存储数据
"""
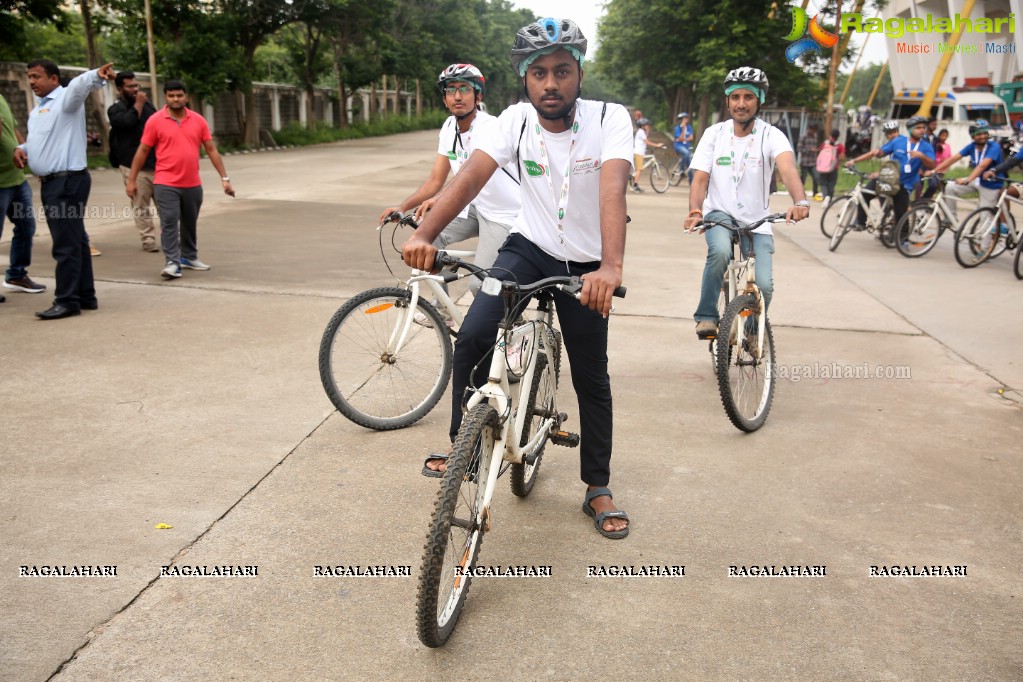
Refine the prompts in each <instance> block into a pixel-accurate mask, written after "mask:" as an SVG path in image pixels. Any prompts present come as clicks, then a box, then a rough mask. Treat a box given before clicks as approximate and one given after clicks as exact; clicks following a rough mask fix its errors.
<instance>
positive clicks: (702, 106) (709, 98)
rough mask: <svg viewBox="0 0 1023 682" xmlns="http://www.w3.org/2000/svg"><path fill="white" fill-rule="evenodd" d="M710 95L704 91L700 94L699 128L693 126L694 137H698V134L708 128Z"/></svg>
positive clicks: (709, 107)
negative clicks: (708, 117) (699, 118)
mask: <svg viewBox="0 0 1023 682" xmlns="http://www.w3.org/2000/svg"><path fill="white" fill-rule="evenodd" d="M708 117H710V95H708V94H706V93H704V94H703V95H701V96H700V129H699V130H697V127H696V126H694V127H693V132H694V139H698V140H699V139H700V134H701V133H702V132H703V131H705V130H707V129H708V128H710V124H711V122H710V119H709V118H708Z"/></svg>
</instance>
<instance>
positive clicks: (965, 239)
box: [953, 181, 1023, 270]
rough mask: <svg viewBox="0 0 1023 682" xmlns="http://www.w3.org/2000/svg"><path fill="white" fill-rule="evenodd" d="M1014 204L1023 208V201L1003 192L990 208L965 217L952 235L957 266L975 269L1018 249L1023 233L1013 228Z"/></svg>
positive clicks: (1022, 240) (1017, 197)
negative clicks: (995, 203)
mask: <svg viewBox="0 0 1023 682" xmlns="http://www.w3.org/2000/svg"><path fill="white" fill-rule="evenodd" d="M1006 182H1008V181H1006ZM1014 203H1015V204H1020V206H1023V199H1020V198H1018V197H1015V196H1013V195H1012V194H1010V192H1009V190H1008V189H1007V190H1004V191H1003V192H1002V195H1000V196H999V197H998V202H997V203H996V204H994V207H984V208H982V209H977V210H976V211H974V212H973V213H971V214H970V215H969V216H967V217H966V220H964V221H963V223H962V224H961V225H960V228H959V230H957V231H955V246H954V249H953V253H954V255H955V262H957V263H959V264H960V265H961V266H963V267H964V268H976V267H977V266H978V265H980V264H981V263H983V262H984V261H986V260H988V259H991V258H996V257H998V256H1000V255H1002V254H1003V253H1004V252H1005V251H1007V249H1014V248H1017V247H1018V245H1019V244H1020V242H1021V241H1023V233H1021V231H1020V230H1019V229H1018V228H1017V227H1016V219H1015V218H1013V215H1012V213H1011V211H1010V208H1011V207H1012V204H1014ZM1014 270H1015V260H1014Z"/></svg>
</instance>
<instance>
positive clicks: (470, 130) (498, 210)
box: [437, 111, 522, 225]
mask: <svg viewBox="0 0 1023 682" xmlns="http://www.w3.org/2000/svg"><path fill="white" fill-rule="evenodd" d="M496 123H497V119H496V118H495V117H492V116H490V115H489V113H487V112H486V111H477V112H476V118H475V119H473V125H472V126H470V127H469V130H468V131H465V132H464V133H461V134H460V135H459V134H458V124H457V122H456V121H455V118H454V117H453V116H452V117H448V119H447V121H445V122H444V125H443V126H442V127H441V135H440V141H439V142H438V145H437V153H439V154H441V155H442V156H447V157H448V161H450V162H451V173H452V174H454V173H457V172H458V169H459V168H461V165H462V164H464V163H465V162H466V161H469V155H470V154H471V153H473V149H475V148H476V147H475V146H474V145H473V141H474V138H478V137H479V133H480V131H481V130H482V129H483V128H485V127H487V126H493V125H495V124H496ZM507 173H510V174H511V175H508V174H507ZM507 173H504V172H502V171H497V173H494V175H493V177H492V178H490V181H489V182H487V184H486V185H484V186H483V189H481V190H480V193H479V194H477V195H476V198H475V199H473V201H472V204H473V206H475V207H476V210H477V212H479V213H481V214H483V216H484V217H485V218H486V219H487V220H490V221H493V222H495V223H501V224H502V225H510V224H511V223H513V222H515V219H516V218H517V217H518V216H519V211H520V209H521V208H522V199H521V198H520V197H519V185H518V184H516V181H515V180H513V178H518V177H519V176H518V175H517V174H516V169H515V163H511V164H509V165H508V166H507ZM465 214H466V211H462V212H461V213H460V214H458V215H459V217H462V218H464V217H465Z"/></svg>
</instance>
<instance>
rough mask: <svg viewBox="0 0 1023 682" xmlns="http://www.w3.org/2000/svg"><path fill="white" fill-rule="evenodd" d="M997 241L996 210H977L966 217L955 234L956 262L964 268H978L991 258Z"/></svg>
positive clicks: (954, 252)
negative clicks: (968, 215)
mask: <svg viewBox="0 0 1023 682" xmlns="http://www.w3.org/2000/svg"><path fill="white" fill-rule="evenodd" d="M997 240H998V227H997V221H996V220H995V211H994V209H990V208H984V209H977V210H976V211H974V212H973V213H971V214H970V215H969V216H967V217H966V220H964V221H963V224H962V225H960V228H959V230H957V232H955V246H954V248H953V253H954V254H955V262H957V263H959V264H960V265H962V266H963V267H964V268H976V267H977V266H978V265H980V264H981V263H983V262H984V261H986V260H987V259H988V257H990V255H991V252H992V251H994V245H995V243H997Z"/></svg>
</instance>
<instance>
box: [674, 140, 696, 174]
mask: <svg viewBox="0 0 1023 682" xmlns="http://www.w3.org/2000/svg"><path fill="white" fill-rule="evenodd" d="M675 151H677V152H678V155H679V156H680V158H679V160H678V172H679V173H684V172H685V171H686V170H688V168H690V163H691V162H692V160H693V152H692V151H690V148H688V147H685V146H682V145H680V144H676V145H675Z"/></svg>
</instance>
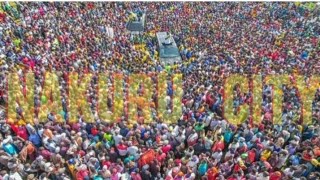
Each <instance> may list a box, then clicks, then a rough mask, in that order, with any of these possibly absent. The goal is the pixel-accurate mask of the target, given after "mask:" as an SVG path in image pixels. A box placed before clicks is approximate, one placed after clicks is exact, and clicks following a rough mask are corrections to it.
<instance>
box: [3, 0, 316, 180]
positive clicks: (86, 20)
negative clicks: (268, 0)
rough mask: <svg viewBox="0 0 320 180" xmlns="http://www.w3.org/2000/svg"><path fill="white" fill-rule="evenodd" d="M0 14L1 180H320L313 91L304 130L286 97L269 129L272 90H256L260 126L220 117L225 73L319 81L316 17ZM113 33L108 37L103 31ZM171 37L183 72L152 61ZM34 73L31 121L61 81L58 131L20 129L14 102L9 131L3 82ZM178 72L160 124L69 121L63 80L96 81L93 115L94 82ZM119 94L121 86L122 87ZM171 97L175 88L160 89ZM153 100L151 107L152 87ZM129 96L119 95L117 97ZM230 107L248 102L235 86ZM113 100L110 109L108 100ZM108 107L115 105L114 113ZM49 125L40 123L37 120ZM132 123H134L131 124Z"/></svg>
mask: <svg viewBox="0 0 320 180" xmlns="http://www.w3.org/2000/svg"><path fill="white" fill-rule="evenodd" d="M1 5H2V7H1V8H0V9H1V11H0V44H1V46H0V103H1V107H2V108H1V116H0V117H1V123H0V124H1V128H0V130H1V133H0V134H1V136H0V170H1V171H0V179H4V180H9V179H15V180H20V179H28V180H32V179H41V180H43V179H55V180H67V179H78V180H87V179H95V180H98V179H111V180H120V179H124V180H130V179H131V180H148V179H150V180H152V179H159V180H160V179H165V180H180V179H181V180H182V179H183V180H193V179H207V180H215V179H217V180H218V179H219V180H223V179H228V180H238V179H249V180H265V179H266V180H267V179H270V180H280V179H310V180H316V179H319V178H320V173H319V172H320V171H319V169H320V136H319V134H320V125H319V122H320V89H318V91H317V92H316V94H315V95H314V101H313V111H312V123H311V124H308V125H306V124H303V123H302V122H301V121H300V119H301V114H299V113H300V111H299V110H300V108H301V103H300V100H299V98H297V97H298V96H297V89H296V88H293V87H286V86H284V87H283V91H284V93H283V94H284V97H283V113H282V114H283V115H282V122H281V124H272V123H271V120H270V116H271V114H272V95H271V94H272V87H271V86H268V85H263V103H262V104H261V106H262V109H263V110H262V114H261V119H262V122H261V124H252V123H251V122H250V120H249V117H248V118H247V119H246V120H245V121H244V122H242V123H240V124H238V125H234V124H230V123H228V120H227V119H225V118H224V112H223V102H224V96H223V88H224V84H223V83H224V79H225V78H226V77H228V76H229V75H230V74H232V73H240V74H243V75H246V76H248V77H250V76H251V75H252V74H260V75H262V77H265V76H266V75H269V74H292V73H299V74H301V75H303V76H305V80H306V81H308V79H309V78H310V77H311V76H312V75H316V74H319V72H320V59H319V55H320V38H319V35H320V24H319V23H320V8H319V5H316V4H315V3H293V2H290V3H289V2H283V3H274V2H263V3H251V2H248V3H236V2H96V3H93V2H88V3H75V2H72V3H71V2H70V3H68V2H28V3H23V2H19V3H2V4H1ZM132 12H145V13H146V24H145V31H144V32H141V33H140V38H141V39H142V42H141V43H142V44H143V45H141V44H139V45H137V44H135V43H134V42H132V41H131V39H130V37H131V34H130V32H128V31H127V29H126V23H127V21H128V19H129V18H128V17H129V16H130V14H132ZM108 28H113V32H114V37H110V36H109V34H108V32H107V29H108ZM159 31H166V32H170V33H171V34H172V35H173V37H174V40H175V41H176V43H177V45H178V46H179V50H180V54H181V57H182V63H176V64H174V65H172V66H169V65H167V64H165V63H163V62H160V61H159V60H158V51H157V50H158V47H157V44H158V43H157V39H156V37H155V33H156V32H159ZM27 71H33V72H34V74H35V97H34V102H35V103H34V104H35V110H36V111H35V112H36V114H37V107H39V106H41V94H40V93H41V86H42V85H43V82H44V75H45V73H46V72H55V73H56V74H57V75H58V76H59V86H60V87H59V89H60V91H61V93H60V94H61V99H62V104H61V106H62V107H63V111H64V113H63V114H64V120H65V122H64V123H58V122H56V121H55V120H56V119H55V112H50V113H48V119H47V120H39V119H38V118H37V116H36V117H35V118H34V120H33V121H34V123H28V122H30V121H26V120H25V119H24V118H23V116H22V112H23V108H21V107H19V104H17V119H16V120H15V122H14V123H8V122H7V117H6V109H5V107H6V106H7V102H8V95H7V84H8V81H7V78H6V77H7V75H8V73H10V72H17V73H18V74H19V77H20V79H21V82H22V81H23V79H24V73H25V72H27ZM162 71H167V72H168V74H169V75H170V74H174V73H182V74H183V80H184V81H183V90H184V94H183V97H182V103H181V107H182V114H181V118H179V119H173V120H171V121H172V122H173V123H170V124H168V123H165V122H164V121H163V119H161V117H159V116H157V109H156V108H155V109H154V111H152V113H153V116H151V117H152V120H151V123H149V124H144V123H143V122H139V121H137V123H136V124H131V125H130V126H129V124H128V121H129V120H128V116H126V115H123V117H122V118H120V119H119V120H118V121H117V122H116V123H105V121H104V120H103V119H100V118H99V117H95V119H94V121H93V122H94V123H85V121H84V120H83V119H82V118H81V116H79V121H78V122H76V123H72V124H71V123H69V121H68V120H69V117H68V116H69V115H68V113H69V112H68V103H67V100H68V98H67V95H68V90H69V89H68V88H69V87H68V73H69V72H77V73H79V74H80V76H82V75H83V74H85V73H91V74H93V78H92V81H91V82H90V87H89V88H88V91H87V99H88V101H90V106H91V110H92V111H96V108H97V102H98V100H97V97H98V96H97V93H98V92H97V90H96V88H95V87H96V84H97V76H98V73H122V74H123V75H124V76H125V77H128V76H129V75H130V74H131V73H135V72H139V73H149V72H162ZM110 82H112V77H110ZM124 87H128V84H126V82H125V83H124ZM168 87H169V88H168V96H169V97H170V95H172V93H174V92H172V87H171V86H170V85H169V86H168ZM153 92H154V94H153V96H152V99H150V101H153V102H154V103H155V104H156V101H157V97H156V95H157V89H154V90H153ZM127 93H128V91H127V90H126V88H124V94H127ZM234 94H235V95H236V96H235V97H234V101H235V103H234V108H235V109H238V108H239V106H240V105H242V104H245V103H250V101H251V98H252V95H251V93H250V92H249V93H243V92H238V89H236V88H235V93H234ZM109 100H110V102H112V101H111V99H108V102H109ZM110 106H112V103H110ZM44 121H45V122H46V123H41V122H44ZM130 122H132V121H130Z"/></svg>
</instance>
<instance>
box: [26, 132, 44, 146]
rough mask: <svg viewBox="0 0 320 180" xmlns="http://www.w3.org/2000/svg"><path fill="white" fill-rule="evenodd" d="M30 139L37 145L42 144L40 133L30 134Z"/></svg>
mask: <svg viewBox="0 0 320 180" xmlns="http://www.w3.org/2000/svg"><path fill="white" fill-rule="evenodd" d="M29 141H31V142H32V143H33V144H34V145H35V146H40V145H41V139H40V136H39V135H38V134H31V135H30V136H29Z"/></svg>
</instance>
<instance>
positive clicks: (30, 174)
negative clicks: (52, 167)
mask: <svg viewBox="0 0 320 180" xmlns="http://www.w3.org/2000/svg"><path fill="white" fill-rule="evenodd" d="M33 179H35V175H34V174H29V175H28V176H27V180H33Z"/></svg>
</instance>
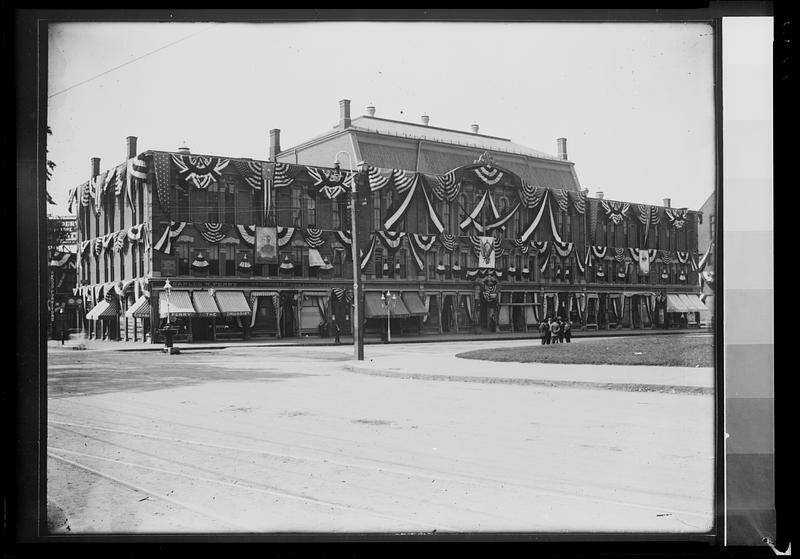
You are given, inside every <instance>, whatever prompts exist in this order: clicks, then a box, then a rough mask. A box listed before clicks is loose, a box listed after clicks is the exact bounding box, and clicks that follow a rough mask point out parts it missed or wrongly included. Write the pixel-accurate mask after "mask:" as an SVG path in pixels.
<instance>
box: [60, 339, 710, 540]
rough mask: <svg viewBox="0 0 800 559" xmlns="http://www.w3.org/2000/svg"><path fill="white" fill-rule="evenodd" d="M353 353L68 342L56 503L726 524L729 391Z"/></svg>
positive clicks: (115, 524)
"""
执行任务
报告上述数据中含有字符串“order”的每一行，并逐行照原样抄出。匹配时区分字母大小写。

参考答案
Each <instance> may list a box, then clicks, then a rough mask, in that order, with any of these possibly absent. The goal is the pixel-accurate mask of the target, given after "mask:" as an SVG path in image pixels. A box placed before clicks is approximate, one placed after clicks is exact, and clicks following a rough mask are corrections to it.
You are given, inside every <instance>, whatever prompts exist in this order: clicks, then a box, then a rough mask. A box listed before clicks is loose, a box listed after clicks is the exact bounding box, and clicks that follow a rough mask point out parts it missed or wrongly included. Write the pixel-accurate mask after "mask:" as an SVG path in pixels.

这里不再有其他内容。